[TASK DESCRIPTION] Skip every line before the one containing "of the crowd", then copy that line and the rest of the entries below exactly, through the last line.

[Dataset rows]
——————

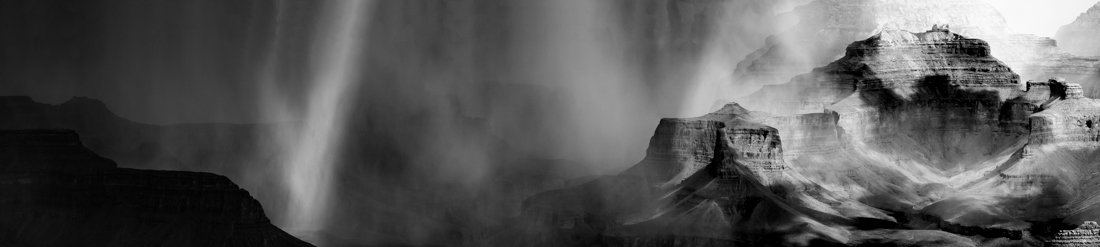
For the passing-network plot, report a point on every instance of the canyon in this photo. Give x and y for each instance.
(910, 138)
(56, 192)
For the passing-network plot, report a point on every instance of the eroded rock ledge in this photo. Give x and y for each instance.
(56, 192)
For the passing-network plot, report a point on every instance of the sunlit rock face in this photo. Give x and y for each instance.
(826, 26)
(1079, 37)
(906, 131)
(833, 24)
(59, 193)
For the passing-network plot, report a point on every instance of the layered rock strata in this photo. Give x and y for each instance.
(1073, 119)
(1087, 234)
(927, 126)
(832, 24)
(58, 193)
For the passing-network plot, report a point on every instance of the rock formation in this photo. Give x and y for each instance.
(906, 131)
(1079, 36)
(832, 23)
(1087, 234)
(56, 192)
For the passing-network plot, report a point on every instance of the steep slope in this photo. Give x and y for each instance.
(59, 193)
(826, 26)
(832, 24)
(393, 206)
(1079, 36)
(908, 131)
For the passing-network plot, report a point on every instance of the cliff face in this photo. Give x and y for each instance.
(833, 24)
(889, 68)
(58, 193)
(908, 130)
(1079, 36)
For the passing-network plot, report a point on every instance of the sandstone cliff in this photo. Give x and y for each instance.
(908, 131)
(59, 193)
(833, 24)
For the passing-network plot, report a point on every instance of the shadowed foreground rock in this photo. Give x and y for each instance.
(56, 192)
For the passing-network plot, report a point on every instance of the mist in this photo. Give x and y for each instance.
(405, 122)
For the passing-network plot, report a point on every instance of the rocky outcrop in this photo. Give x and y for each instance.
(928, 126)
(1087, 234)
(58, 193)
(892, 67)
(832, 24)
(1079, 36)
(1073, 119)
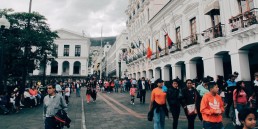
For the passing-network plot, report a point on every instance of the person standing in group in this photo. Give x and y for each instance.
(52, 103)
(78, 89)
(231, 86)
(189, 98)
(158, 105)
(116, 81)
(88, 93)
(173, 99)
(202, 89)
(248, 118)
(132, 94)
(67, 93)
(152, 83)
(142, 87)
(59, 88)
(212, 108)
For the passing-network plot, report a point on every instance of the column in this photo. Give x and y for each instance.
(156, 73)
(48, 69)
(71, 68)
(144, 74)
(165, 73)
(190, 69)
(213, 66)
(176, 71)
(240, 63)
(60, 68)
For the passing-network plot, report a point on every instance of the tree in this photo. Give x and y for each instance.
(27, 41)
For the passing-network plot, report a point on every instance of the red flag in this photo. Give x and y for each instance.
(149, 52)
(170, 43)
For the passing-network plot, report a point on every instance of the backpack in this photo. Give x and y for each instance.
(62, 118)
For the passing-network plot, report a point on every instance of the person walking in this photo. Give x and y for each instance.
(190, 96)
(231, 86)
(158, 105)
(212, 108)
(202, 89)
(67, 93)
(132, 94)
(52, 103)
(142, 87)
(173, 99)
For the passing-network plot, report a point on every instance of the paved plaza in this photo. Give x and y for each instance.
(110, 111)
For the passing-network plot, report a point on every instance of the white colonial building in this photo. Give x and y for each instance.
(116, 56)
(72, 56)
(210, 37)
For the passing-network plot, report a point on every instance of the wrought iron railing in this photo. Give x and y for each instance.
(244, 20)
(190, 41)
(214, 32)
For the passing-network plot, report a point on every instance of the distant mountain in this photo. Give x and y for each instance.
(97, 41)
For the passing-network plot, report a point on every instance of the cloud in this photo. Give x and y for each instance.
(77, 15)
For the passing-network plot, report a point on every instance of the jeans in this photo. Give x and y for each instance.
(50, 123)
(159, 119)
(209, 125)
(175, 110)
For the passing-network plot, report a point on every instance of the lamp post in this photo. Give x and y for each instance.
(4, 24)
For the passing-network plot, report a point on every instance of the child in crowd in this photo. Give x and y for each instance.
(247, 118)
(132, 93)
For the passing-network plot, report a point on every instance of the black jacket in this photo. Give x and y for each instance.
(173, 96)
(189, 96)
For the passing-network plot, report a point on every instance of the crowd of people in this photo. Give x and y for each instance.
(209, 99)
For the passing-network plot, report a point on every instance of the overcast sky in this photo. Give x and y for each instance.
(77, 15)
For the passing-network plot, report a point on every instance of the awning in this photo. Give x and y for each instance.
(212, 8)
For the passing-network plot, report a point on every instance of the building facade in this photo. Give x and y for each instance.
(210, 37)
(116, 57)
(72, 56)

——————

[EXERCISE RESULT]
For the passing-network plot, report a point on every instance of the crowd of people in this photo. Give x and y for each instance.
(209, 99)
For the passing-network plot, report a point on every instance of the overcast sky in this photo. Give x and y for each instance.
(77, 15)
For the passing-network plot, report a point on every instance of the awning in this photo. Give x and y for each instance.
(212, 8)
For the passing-network plot, report a point on every instance of the building facade in this photo. Give x and y for each instance.
(210, 37)
(116, 57)
(72, 56)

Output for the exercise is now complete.